» Dataset entries
-- Opening Marker --

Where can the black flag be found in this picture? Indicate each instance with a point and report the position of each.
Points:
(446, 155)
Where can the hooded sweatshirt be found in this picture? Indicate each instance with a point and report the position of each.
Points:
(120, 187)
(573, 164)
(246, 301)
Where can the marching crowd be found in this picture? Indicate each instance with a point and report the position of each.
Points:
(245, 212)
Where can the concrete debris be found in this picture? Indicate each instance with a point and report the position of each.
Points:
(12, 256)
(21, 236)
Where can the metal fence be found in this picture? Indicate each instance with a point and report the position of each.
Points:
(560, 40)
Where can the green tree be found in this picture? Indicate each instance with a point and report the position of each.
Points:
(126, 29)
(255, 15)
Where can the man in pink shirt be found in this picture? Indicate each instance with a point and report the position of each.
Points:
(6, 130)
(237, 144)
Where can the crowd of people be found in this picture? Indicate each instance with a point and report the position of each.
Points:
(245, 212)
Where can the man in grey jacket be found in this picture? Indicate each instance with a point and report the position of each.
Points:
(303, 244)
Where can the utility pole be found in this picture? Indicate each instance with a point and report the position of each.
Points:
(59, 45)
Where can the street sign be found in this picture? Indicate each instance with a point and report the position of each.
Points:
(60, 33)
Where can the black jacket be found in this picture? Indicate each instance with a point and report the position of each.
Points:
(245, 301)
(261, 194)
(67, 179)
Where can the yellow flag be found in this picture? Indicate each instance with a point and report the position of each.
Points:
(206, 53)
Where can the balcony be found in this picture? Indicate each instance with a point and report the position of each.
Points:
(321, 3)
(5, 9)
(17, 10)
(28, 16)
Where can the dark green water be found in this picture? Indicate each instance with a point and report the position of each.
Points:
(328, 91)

-- Closing Marker --

» Exercise objective
Give the number of lines above containing the word "black", with no other text.

» Response below
2